Dataset excerpt:
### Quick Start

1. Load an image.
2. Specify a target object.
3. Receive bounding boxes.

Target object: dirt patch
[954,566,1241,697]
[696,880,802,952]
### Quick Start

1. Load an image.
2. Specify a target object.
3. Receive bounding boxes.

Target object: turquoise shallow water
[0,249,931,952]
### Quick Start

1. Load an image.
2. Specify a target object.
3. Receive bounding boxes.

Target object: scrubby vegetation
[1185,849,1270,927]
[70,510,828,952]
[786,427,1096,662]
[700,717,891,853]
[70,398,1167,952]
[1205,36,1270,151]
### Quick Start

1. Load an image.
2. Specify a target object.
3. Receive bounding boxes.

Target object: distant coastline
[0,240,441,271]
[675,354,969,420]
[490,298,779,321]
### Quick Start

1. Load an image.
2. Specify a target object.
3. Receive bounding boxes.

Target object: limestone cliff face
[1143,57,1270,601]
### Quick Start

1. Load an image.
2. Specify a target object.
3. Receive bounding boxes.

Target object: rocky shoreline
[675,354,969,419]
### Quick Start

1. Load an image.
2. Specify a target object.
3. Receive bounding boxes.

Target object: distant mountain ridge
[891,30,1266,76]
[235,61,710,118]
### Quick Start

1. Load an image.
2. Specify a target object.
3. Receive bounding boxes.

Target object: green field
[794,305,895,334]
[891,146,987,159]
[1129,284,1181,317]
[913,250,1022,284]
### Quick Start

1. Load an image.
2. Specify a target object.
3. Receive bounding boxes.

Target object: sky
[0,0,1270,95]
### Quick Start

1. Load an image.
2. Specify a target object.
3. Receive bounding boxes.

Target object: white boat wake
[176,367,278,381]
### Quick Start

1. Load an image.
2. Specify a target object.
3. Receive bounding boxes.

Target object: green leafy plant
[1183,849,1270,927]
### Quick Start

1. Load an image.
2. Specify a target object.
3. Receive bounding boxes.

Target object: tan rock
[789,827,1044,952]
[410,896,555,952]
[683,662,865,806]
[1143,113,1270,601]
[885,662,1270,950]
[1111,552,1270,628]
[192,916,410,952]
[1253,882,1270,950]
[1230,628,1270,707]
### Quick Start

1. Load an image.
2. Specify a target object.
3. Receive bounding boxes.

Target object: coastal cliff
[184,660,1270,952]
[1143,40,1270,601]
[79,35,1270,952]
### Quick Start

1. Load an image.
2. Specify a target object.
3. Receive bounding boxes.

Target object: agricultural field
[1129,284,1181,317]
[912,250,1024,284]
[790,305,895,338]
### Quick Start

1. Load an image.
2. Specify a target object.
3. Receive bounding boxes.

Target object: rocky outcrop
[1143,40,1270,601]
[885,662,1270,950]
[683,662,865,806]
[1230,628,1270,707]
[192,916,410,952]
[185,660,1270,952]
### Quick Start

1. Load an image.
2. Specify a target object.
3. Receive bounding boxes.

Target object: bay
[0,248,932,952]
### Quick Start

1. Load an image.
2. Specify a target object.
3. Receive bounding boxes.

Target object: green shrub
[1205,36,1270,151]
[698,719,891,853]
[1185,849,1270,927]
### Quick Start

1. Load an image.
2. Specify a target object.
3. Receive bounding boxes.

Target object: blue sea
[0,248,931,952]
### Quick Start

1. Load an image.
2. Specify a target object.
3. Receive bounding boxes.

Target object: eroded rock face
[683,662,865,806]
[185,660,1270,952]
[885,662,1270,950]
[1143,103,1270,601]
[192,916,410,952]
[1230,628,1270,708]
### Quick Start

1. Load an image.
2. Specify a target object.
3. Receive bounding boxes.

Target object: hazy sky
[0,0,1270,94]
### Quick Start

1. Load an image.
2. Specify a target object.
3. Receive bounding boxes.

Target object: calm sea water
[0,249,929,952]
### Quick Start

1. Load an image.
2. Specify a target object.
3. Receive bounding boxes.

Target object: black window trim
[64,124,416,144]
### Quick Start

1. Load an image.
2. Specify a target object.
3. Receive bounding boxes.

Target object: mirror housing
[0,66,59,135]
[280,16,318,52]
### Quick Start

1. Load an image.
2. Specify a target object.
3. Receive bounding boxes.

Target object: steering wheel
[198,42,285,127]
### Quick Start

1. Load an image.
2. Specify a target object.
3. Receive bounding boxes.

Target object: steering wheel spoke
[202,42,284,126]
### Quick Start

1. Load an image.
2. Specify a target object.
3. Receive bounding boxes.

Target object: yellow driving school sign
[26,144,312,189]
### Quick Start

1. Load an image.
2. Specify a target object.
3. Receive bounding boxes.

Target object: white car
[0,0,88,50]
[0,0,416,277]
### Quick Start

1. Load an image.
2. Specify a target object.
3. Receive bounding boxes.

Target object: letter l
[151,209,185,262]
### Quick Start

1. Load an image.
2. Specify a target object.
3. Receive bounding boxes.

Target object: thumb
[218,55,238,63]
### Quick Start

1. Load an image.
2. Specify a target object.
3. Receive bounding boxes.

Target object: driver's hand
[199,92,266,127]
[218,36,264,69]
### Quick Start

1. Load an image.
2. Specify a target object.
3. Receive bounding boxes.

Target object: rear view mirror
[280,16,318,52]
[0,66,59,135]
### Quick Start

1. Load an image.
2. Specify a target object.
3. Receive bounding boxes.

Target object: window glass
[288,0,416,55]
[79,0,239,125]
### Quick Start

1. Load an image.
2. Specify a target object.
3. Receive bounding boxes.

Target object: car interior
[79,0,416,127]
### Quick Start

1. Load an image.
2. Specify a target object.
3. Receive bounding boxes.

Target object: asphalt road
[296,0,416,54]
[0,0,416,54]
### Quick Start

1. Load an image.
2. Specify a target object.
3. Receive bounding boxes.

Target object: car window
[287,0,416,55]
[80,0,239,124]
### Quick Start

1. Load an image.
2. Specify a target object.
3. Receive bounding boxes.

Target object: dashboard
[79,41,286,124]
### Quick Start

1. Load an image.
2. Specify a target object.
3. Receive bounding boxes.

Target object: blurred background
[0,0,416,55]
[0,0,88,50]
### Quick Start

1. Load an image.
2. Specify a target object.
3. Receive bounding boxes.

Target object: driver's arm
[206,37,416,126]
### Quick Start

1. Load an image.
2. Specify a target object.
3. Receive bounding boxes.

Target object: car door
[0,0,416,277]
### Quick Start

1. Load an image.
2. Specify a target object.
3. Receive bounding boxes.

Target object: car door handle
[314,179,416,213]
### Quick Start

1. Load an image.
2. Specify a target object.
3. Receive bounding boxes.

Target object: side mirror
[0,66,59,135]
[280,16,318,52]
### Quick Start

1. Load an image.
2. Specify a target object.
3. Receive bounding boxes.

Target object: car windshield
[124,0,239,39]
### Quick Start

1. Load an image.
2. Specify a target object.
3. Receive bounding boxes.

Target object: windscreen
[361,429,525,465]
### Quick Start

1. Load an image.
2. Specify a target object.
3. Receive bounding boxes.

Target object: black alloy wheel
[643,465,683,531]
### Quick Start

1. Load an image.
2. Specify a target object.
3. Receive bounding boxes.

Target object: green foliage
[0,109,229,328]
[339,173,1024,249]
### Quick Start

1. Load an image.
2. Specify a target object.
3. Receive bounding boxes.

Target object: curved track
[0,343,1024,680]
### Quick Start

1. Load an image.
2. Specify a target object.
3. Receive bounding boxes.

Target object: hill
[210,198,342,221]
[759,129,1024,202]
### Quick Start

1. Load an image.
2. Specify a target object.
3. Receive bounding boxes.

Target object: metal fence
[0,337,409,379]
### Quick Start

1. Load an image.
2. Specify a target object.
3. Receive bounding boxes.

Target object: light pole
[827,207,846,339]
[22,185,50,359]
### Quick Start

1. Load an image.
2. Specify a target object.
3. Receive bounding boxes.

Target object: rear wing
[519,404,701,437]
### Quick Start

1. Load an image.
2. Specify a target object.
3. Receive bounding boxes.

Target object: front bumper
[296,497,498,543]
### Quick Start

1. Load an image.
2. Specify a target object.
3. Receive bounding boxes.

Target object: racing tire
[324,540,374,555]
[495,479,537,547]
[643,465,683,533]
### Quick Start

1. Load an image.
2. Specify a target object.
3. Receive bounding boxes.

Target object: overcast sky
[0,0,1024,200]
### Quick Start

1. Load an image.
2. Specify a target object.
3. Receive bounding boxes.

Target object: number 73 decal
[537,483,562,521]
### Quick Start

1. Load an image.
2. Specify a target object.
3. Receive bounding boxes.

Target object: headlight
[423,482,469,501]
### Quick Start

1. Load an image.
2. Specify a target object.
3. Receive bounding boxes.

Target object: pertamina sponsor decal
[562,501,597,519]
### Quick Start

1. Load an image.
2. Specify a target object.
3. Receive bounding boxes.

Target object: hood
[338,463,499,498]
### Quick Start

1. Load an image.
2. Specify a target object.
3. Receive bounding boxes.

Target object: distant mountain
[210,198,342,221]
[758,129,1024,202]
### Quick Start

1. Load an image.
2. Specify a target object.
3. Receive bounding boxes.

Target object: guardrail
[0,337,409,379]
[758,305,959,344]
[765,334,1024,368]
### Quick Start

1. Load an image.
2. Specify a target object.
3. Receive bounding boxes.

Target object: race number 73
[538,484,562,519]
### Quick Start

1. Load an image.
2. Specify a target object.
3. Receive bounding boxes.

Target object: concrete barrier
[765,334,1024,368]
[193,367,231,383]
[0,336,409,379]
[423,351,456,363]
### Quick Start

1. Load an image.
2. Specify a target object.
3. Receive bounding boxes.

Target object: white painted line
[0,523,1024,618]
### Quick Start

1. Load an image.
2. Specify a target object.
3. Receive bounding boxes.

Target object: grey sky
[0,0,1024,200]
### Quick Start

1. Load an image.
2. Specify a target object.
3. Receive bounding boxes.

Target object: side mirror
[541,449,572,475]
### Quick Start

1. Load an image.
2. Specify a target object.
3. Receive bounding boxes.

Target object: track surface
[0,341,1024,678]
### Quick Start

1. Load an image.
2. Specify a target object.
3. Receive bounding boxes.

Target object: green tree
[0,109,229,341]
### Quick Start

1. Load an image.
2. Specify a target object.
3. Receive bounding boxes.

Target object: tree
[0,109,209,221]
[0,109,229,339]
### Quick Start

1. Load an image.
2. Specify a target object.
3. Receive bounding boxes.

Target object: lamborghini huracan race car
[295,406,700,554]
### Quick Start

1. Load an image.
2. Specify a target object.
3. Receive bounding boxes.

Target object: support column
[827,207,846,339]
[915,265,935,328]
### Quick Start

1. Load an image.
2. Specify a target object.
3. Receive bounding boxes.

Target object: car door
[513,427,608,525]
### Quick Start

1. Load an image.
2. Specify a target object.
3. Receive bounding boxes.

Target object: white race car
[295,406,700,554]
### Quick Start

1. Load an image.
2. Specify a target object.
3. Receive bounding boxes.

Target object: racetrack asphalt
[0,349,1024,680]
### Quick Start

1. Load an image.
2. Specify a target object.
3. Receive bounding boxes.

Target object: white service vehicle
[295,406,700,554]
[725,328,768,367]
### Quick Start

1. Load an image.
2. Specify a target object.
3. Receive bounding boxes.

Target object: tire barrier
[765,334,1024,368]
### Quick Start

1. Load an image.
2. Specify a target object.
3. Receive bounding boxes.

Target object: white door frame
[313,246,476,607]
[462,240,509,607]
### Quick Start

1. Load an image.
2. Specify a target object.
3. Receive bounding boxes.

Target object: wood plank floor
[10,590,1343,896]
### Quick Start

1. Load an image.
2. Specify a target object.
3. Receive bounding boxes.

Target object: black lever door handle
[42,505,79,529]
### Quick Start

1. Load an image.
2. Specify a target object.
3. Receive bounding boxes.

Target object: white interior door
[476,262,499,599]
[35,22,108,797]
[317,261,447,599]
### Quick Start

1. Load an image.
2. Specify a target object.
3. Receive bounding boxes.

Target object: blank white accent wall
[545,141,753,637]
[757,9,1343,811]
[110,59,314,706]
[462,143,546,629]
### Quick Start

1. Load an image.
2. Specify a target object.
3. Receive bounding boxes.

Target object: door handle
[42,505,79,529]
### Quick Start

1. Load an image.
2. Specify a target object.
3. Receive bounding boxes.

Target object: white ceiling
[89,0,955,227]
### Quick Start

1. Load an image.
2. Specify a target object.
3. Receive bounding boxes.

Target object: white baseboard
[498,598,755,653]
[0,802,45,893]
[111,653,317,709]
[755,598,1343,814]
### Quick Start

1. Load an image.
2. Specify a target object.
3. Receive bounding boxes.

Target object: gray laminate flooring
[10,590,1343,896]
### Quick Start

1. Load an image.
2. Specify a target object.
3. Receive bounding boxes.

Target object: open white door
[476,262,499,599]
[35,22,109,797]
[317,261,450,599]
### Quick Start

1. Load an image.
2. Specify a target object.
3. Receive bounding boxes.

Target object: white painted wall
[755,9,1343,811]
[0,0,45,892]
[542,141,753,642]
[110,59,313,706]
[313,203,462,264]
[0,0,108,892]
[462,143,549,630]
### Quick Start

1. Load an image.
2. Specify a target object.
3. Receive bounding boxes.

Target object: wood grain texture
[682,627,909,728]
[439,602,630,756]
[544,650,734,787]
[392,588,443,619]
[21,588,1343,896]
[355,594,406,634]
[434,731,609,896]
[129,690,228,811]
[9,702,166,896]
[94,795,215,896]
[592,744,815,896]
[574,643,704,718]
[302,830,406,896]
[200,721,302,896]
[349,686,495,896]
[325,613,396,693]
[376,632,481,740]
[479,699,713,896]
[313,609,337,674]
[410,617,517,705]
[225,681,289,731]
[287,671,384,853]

DIRECTIVE - Print the listing from its first line through the line that contains "[0,249,931,952]", inclusive, reproducing each line verbatim.

THE ANSWER -
### Quick Start

1. Load an image.
2. Specify a target object.
3. Receive bounding boxes.

Target object: dirt patch
[954,566,1241,697]
[696,880,802,952]
### Quick Start

1. Load an image.
2. Specify a target object.
3. Receive bounding boxes.

Target object: turquoise shallow water
[0,249,931,952]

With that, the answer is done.